GOAL OF THE EXERCISE: Retype the lines below verbatim, covering only the stretch from the line containing "Tag the seated" through the last of the lines.

Rows from a dataset:
◆ ◆ ◆ ◆
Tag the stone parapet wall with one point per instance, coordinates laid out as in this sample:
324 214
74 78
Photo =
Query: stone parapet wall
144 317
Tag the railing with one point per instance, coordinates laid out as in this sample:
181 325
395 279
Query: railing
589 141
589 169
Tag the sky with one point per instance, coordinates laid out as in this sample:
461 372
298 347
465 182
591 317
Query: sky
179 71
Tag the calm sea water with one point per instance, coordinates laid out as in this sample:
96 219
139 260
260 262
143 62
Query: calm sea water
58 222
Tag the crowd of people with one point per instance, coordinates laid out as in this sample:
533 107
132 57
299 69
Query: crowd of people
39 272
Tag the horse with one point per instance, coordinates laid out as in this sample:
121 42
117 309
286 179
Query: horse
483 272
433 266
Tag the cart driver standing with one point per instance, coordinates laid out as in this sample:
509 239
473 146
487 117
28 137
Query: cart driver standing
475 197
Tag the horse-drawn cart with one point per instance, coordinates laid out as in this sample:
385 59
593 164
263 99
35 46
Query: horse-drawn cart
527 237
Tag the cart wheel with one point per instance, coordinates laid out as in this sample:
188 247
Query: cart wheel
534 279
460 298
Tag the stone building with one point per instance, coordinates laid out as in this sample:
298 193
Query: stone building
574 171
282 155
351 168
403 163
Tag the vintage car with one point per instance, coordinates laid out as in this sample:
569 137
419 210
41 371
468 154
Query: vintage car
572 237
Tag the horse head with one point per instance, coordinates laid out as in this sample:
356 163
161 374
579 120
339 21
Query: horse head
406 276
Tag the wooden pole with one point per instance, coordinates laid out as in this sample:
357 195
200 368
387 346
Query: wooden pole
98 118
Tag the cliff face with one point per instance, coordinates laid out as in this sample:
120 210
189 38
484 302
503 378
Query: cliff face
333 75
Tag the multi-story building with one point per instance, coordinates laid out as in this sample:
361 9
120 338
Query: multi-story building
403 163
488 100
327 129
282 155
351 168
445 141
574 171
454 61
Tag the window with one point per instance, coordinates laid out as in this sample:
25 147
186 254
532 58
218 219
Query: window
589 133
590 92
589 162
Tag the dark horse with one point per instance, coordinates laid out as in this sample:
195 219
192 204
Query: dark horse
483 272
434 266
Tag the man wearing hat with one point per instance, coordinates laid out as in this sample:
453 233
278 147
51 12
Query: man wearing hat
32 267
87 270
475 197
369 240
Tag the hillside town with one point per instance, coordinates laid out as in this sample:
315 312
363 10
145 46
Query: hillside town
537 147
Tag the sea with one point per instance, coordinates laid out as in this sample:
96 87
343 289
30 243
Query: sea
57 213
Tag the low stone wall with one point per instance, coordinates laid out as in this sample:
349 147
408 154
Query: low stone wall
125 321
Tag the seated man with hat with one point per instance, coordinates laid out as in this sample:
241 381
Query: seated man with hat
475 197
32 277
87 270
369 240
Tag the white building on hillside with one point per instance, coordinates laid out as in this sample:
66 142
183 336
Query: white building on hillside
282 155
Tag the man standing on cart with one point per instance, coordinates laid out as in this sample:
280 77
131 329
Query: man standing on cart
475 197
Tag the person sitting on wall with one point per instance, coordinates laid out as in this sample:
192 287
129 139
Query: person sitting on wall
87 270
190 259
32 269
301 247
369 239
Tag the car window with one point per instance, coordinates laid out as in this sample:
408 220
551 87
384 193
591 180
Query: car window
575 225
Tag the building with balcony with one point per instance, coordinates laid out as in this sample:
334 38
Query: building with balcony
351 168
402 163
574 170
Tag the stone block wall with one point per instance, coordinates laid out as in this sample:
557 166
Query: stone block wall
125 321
◆ ◆ ◆ ◆
WRITTEN SOLUTION:
Tag the seated man with hat with one point per instance, coordinates laid out as in this sample:
241 381
Query: seated man with hat
475 197
32 277
87 270
369 240
Tag the white building on hillside with one point per instance, coordinates laid out as in this sample:
66 142
183 336
Query: white building on hillside
282 155
Tag the man standing on cart with one point per instance, coordinates laid out as in this sample:
280 77
131 329
Query: man standing on cart
475 197
Tag the person sitting on wall with one point per instance, coordinates laid out as in this sample:
192 287
129 139
Query: person sitting on wall
87 270
190 259
32 269
301 247
369 239
Tag the car window with one point per instance, coordinates laid out as in this sample:
408 220
551 87
384 193
591 180
Query: car window
575 225
Tag the building with balcony with one point per instance, coordinates laid out as in this sample:
334 38
Query: building with balcony
351 168
402 163
574 170
Tag the stone block wall with one point per instance, coordinates laid out as in this sample:
557 166
Query: stone block wall
125 321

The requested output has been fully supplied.